= Things to do =
a) Quote the passage of the HTTP/3 prioritization reply that starts with "On 04/05/2019 14:26, Patrick" and goes on through "missed the point.".
b) In the records, rewrite the lines starting with the line with "Place a point on each instance of the denim" and going on through the line with "x=456, y=302", both ends included, keeping every request and increasing each coordinate in the answers by 145. Give only these lines.

= Provided text =
Re: HTTP/3 Prioritization Proposal

On 04/05/2019 14:26, Patrick Meenan wrote:

> tx credit round robin is basically the default HTTP/2 prioritization of 
> even weighting across streams, isn't it? If so and the content being 

I think you may have missed the point.

PRIORITY isn't implemented in lws, but it does implement tx credit more 
or less.  And you can simulate PRIORITY by the client using tx credit 
modulation to control how much of what can come at any given time.

> served is web pages to a browser it can be as much as an order of 
> magnitude slower than if the priorities were honored (Chrome mitigates 
> this a bit currently by holding back requests because...wait for 
> it....the current state of priority support is pretty bad).

Yeah... maybe there's a reason for that.

> If you have a typical page with a few blocking scripts and stylesheets 
> in the head, a bunch of images (some visible, some not) and more scripts 
> at the end of the document, delivering them in priority order lets the 
> browser start rendering the content by just loading the 
> scripts/stylesheets in the head (and then prioritizing the images).  If 
> you round-robin all of the streams the page will be blank until 
> everything finishes downloading and then it will finally display. Not 
> only is that an order of magnitude slower compared with HTTP/2 servers 
> that do support priorities, it's also MUCH slower than HTTP/1.1.

... order of magnitude eh...

> I'm sure there are cases where it doesn't matter (and maybe those are 
> the cases where libwebsockets is used) but it is absolutely critical for 

No it isn't.  Nothing breaks... everything works just fine without it. 
You can quite happily trade off its complexity and memory footprint by 
ignoring it and eating some reduction in speed the first time the site 
is visited.  There's a clientside cache in the browser case that can be 
populated once and will likely stay there a year or whatever.  Then much 
of this struggle and complexity turns out to be over "prioritizing" 
which few bytes of a 304 you get first after the first access.

Object point labels
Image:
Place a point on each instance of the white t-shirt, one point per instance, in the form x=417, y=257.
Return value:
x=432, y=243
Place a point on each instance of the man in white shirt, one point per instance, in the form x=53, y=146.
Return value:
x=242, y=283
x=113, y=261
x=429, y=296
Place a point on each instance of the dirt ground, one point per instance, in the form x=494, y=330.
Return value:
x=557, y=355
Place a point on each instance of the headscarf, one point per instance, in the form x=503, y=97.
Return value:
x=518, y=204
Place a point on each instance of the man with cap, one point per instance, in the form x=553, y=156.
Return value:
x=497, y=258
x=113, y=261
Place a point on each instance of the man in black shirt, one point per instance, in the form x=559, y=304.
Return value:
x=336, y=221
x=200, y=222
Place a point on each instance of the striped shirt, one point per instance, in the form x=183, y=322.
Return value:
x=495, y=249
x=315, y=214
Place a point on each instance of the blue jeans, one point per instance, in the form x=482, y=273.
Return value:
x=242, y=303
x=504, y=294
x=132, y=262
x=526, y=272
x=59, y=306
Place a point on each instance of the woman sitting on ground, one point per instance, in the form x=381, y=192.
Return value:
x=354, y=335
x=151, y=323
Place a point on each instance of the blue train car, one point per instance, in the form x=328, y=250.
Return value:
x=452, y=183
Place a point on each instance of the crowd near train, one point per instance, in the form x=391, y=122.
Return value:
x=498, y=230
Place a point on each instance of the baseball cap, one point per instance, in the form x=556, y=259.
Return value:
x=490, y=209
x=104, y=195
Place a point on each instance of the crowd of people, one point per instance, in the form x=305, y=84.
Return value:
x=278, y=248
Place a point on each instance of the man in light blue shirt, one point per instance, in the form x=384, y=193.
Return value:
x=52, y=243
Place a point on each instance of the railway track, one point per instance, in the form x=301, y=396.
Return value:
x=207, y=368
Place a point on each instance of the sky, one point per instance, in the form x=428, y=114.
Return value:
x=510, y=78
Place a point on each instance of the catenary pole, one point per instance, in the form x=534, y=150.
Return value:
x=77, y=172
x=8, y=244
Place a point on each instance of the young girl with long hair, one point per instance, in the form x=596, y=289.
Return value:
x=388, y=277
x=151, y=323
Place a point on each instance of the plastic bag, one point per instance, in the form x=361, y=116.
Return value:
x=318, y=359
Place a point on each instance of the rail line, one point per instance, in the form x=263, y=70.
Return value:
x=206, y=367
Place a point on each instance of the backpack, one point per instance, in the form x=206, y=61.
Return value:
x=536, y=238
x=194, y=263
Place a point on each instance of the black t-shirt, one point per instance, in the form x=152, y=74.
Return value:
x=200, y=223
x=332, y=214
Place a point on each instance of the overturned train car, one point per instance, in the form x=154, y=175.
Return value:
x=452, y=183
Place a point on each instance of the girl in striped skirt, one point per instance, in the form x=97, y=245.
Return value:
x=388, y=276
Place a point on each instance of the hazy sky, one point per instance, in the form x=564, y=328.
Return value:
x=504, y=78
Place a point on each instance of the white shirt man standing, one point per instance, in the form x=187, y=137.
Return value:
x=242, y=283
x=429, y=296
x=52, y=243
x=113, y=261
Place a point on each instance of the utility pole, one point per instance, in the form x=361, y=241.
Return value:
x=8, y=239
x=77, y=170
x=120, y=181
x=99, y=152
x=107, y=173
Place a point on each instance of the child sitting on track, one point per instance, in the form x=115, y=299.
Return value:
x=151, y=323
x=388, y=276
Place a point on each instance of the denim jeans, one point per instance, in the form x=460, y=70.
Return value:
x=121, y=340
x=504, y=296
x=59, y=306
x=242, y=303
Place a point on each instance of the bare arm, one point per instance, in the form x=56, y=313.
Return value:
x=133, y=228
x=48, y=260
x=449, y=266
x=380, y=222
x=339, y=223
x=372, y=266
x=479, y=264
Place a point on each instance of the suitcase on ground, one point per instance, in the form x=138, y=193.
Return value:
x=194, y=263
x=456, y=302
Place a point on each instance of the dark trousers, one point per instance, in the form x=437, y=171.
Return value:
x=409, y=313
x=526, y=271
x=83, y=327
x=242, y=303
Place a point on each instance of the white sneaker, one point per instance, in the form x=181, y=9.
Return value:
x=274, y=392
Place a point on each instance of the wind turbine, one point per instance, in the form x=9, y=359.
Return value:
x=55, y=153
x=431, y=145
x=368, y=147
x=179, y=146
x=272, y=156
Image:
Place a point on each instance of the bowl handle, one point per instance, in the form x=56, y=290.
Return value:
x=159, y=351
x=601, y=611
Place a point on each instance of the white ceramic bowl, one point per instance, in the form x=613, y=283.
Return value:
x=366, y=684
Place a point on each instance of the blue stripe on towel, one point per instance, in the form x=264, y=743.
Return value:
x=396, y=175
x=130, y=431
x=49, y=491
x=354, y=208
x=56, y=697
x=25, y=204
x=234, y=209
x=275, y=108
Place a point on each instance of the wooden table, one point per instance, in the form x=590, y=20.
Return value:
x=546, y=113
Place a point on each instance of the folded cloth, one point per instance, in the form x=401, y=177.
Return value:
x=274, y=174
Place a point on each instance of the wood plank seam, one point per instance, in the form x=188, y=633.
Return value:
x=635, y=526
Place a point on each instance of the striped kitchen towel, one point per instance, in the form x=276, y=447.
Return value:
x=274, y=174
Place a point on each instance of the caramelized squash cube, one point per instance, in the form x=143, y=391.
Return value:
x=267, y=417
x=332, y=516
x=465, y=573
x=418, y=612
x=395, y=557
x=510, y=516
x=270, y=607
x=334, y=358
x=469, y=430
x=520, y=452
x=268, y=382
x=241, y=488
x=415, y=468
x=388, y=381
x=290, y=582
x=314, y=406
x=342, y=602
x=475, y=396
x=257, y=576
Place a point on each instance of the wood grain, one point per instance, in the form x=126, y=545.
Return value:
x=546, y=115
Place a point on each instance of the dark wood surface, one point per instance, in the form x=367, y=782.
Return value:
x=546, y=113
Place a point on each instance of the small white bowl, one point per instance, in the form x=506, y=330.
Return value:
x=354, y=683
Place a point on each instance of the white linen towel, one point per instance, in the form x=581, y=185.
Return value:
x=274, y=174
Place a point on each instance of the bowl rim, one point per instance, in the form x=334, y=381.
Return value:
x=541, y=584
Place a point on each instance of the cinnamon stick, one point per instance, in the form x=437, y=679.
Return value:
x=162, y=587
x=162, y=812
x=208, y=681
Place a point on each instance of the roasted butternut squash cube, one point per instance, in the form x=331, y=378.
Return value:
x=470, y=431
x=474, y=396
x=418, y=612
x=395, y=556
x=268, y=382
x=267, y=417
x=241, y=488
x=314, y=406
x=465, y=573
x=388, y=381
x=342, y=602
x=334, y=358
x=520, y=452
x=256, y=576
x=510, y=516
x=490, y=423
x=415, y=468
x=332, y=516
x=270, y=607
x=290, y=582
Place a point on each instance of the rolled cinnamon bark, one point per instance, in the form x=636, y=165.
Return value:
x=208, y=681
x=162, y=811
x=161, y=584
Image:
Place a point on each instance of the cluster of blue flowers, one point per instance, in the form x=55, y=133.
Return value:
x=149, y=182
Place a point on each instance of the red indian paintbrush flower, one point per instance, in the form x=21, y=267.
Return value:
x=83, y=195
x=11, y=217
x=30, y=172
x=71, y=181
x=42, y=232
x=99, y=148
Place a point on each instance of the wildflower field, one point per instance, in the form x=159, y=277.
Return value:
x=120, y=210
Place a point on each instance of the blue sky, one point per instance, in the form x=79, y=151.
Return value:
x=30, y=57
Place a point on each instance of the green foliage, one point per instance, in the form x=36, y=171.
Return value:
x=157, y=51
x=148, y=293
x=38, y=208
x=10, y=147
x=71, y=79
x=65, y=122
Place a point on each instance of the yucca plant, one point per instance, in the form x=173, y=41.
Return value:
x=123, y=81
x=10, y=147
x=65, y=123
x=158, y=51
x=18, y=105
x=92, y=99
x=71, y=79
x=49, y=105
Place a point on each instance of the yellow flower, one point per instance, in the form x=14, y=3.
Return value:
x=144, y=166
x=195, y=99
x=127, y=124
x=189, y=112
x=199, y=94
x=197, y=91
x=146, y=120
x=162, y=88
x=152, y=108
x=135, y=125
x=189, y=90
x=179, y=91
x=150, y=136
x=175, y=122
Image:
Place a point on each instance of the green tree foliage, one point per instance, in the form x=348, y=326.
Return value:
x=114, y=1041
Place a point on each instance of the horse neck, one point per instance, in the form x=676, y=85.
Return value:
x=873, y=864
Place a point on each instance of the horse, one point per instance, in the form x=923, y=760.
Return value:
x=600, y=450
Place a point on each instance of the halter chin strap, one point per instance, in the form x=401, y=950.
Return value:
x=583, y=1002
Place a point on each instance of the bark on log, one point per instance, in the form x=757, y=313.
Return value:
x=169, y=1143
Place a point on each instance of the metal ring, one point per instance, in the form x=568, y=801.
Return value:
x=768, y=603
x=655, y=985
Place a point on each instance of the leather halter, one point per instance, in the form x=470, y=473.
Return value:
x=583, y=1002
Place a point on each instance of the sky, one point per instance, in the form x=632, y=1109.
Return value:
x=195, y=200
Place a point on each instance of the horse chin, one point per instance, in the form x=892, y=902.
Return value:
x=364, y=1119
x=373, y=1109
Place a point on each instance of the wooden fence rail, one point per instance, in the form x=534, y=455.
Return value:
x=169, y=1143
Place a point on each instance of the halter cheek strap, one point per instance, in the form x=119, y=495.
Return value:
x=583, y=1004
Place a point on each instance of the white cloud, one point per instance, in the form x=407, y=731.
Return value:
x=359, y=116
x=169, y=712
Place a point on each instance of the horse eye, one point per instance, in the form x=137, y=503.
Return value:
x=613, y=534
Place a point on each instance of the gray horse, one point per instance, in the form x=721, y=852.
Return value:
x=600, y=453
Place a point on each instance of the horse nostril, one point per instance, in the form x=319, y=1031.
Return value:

= The answers =
a)
On 04/05/2019 14:26, Patrick Meenan wrote:

> tx credit round robin is basically the default HTTP/2 prioritization of 
> even weighting across streams, isn't it? If so and the content being 

I think you may have missed the point.

b)
Place a point on each instance of the denim jeans, one point per instance, in the form x=460, y=70.
Return value:
x=266, y=485
x=649, y=441
x=204, y=451
x=387, y=448
Place a point on each instance of the bare arm, one point per instance, in the form x=56, y=313.
Return value:
x=278, y=373
x=193, y=405
x=594, y=411
x=525, y=367
x=484, y=368
x=517, y=411
x=624, y=409
Place a point on each instance of the suitcase on ground, one point per instance, in the form x=138, y=193.
Return value:
x=339, y=408
x=601, y=447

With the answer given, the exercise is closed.